Task instructions:
A - Summarize the forum thread about the Sieger Show in two sentences.
B - In the forum thread about the Sieger Show, at what venue was the 2004 North American Sieger Show to be held?

Document excerpt:
((
# Sieger Show in Reston VA in October!!!



## Remo (Sep 8, 2004)

Wahoo! The North American Sieger Show is going to be held at Lake Fairfax in Reston VA on Oct 15-17th this year. 

I would be excited enough with this show being close enough for me to attend - but even better, the nice folks hosting the event said that VGSR was welcome to put up a booth! How awesome is that? 

So, mark your calendars folks! I can't wait till October!


----------



## Mr.GSD (May 14, 2010)

*WDA Sieger Show in Virginia Oct 2010*

I am available as a handler at this show. I know Rudiger Mai as a good friend and a very good judge and I recommend the event.
If you would like to contract me for handling there, please let me know at [email protected] and we can discuss details. No fee as such, just an equitable share of expenses. Fred Lanting


----------



## VaBeachFamily (Apr 12, 2005)
))
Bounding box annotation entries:
((
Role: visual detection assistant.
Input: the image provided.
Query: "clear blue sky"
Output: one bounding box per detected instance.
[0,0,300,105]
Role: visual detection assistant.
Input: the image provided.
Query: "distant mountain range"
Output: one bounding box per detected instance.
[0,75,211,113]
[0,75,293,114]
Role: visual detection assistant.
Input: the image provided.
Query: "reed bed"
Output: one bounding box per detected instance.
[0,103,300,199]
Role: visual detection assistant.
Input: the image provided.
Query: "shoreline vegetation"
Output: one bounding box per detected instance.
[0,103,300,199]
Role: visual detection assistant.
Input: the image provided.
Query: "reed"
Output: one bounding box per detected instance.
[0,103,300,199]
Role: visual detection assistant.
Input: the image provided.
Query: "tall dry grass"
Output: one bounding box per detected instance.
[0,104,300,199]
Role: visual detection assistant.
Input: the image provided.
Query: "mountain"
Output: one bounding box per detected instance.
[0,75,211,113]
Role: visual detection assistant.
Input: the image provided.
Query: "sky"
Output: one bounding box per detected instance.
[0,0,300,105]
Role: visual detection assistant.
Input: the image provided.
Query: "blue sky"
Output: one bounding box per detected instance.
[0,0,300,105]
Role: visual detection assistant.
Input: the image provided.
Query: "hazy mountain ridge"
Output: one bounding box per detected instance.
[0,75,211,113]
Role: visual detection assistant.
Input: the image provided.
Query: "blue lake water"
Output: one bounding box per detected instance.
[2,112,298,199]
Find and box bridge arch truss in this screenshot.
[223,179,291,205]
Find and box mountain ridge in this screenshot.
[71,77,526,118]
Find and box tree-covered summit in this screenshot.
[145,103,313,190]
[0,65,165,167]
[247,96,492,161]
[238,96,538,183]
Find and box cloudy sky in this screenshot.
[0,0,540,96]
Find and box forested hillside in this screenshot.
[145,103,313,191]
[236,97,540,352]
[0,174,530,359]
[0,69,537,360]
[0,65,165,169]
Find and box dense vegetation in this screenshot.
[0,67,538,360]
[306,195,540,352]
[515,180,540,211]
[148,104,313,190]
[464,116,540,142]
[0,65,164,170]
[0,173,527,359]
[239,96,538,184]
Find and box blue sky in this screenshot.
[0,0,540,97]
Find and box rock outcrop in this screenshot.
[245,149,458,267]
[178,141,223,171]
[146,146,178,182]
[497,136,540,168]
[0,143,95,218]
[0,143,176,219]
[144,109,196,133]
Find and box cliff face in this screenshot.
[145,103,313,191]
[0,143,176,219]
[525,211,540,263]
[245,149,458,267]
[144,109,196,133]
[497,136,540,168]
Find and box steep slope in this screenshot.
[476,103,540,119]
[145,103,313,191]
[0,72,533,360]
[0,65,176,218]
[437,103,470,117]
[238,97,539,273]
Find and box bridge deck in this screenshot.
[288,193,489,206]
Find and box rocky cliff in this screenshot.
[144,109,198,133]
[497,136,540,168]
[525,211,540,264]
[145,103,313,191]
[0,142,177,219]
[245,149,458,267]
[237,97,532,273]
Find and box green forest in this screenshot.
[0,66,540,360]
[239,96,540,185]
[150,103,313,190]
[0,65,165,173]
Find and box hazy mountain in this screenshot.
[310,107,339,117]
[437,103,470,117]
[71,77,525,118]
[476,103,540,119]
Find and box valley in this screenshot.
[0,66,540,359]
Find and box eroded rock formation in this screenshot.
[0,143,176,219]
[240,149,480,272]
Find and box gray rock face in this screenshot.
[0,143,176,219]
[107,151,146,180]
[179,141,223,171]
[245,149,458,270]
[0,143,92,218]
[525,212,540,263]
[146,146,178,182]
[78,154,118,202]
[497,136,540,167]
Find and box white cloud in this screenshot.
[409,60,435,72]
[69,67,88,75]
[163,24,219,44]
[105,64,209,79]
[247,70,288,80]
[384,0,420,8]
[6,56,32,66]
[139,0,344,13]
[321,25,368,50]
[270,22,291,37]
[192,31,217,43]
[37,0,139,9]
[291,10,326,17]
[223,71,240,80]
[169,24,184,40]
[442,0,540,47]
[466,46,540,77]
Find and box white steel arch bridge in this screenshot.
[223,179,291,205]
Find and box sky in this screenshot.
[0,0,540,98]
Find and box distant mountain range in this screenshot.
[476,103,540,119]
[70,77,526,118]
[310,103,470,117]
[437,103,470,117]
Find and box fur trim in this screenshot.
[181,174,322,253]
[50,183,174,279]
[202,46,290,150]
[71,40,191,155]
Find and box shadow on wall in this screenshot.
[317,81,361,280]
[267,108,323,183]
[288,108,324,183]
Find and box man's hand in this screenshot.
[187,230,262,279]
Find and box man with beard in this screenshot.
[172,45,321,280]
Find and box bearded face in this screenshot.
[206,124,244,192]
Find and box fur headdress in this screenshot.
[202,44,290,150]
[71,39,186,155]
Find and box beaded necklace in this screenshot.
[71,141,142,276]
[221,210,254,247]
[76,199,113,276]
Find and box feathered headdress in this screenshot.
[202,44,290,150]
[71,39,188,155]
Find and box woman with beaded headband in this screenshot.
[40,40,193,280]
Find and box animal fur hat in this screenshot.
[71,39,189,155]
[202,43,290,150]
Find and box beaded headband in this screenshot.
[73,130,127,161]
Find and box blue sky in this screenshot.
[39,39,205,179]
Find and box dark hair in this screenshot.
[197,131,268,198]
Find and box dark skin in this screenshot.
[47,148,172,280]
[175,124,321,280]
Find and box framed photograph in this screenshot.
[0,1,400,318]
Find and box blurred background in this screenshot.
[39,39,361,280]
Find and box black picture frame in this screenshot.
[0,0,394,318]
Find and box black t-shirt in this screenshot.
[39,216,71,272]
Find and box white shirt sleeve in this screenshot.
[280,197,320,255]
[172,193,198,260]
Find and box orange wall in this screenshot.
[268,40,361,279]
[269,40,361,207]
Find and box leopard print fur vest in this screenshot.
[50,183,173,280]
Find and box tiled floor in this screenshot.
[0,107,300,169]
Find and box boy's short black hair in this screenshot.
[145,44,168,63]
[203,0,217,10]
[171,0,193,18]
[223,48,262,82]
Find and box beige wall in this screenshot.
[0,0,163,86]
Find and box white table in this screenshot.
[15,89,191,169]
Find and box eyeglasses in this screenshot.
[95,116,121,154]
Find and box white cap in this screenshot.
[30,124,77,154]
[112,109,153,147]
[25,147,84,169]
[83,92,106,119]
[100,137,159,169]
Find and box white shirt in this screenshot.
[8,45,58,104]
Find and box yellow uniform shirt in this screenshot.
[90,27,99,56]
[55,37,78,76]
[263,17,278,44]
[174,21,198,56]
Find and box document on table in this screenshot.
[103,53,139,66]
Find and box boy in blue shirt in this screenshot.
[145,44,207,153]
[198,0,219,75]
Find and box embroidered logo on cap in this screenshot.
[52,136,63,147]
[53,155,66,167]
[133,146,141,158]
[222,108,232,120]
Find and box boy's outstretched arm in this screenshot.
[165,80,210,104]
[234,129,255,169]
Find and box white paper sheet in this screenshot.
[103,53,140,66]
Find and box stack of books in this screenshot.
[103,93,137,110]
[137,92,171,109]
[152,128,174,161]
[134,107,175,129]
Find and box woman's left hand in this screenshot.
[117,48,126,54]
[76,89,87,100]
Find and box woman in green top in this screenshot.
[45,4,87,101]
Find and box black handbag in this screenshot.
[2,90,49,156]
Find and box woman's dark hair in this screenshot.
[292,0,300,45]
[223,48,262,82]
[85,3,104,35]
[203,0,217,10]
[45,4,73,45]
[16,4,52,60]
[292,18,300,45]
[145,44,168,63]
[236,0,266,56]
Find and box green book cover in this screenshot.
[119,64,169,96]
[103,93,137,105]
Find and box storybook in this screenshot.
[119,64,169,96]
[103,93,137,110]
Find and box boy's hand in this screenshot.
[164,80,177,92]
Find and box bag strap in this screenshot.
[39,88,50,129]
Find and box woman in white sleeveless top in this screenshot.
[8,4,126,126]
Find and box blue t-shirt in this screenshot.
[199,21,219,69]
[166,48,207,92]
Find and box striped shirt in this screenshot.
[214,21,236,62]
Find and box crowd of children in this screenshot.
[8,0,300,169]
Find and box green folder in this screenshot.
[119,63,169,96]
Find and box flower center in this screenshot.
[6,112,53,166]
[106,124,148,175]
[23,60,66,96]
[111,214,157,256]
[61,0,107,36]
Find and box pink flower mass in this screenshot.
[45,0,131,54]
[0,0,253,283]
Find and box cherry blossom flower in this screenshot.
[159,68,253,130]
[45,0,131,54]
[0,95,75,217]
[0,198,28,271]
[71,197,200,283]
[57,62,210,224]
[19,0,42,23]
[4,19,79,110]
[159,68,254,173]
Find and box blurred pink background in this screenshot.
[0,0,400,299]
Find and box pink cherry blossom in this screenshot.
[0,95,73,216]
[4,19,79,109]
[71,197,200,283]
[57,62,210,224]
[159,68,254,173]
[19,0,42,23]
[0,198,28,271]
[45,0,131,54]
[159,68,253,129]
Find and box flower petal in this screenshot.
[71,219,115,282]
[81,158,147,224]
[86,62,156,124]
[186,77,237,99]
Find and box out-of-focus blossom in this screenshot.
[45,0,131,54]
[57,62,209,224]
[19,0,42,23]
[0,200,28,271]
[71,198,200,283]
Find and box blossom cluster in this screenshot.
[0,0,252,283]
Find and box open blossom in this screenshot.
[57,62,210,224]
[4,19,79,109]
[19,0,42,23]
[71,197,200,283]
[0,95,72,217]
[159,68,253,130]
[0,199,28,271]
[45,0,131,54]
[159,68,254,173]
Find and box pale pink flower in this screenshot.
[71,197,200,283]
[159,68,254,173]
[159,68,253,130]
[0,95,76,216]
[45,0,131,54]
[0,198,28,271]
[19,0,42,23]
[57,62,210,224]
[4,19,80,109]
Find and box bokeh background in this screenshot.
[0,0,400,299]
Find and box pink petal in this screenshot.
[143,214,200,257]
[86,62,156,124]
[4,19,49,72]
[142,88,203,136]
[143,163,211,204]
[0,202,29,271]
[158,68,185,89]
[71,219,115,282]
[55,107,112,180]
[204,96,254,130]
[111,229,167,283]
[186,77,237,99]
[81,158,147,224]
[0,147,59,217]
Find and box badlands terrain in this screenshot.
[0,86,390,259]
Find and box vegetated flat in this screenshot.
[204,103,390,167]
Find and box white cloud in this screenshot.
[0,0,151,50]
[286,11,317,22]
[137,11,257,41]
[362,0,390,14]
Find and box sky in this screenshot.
))
Results by task:
A - A September 2004 post announces that the North American Sieger Show will be held at Lake Fairfax in Reston, VA, on October 15–17, and that VGSR was welcome to put up a booth there. A 2010 post from a handler offers his services at the WDA Sieger Show in Virginia that October for an equitable share of expenses instead of a fee, and recommends the event and its judge, Rudiger Mai.

B - Lake Fairfax in Reston, VA.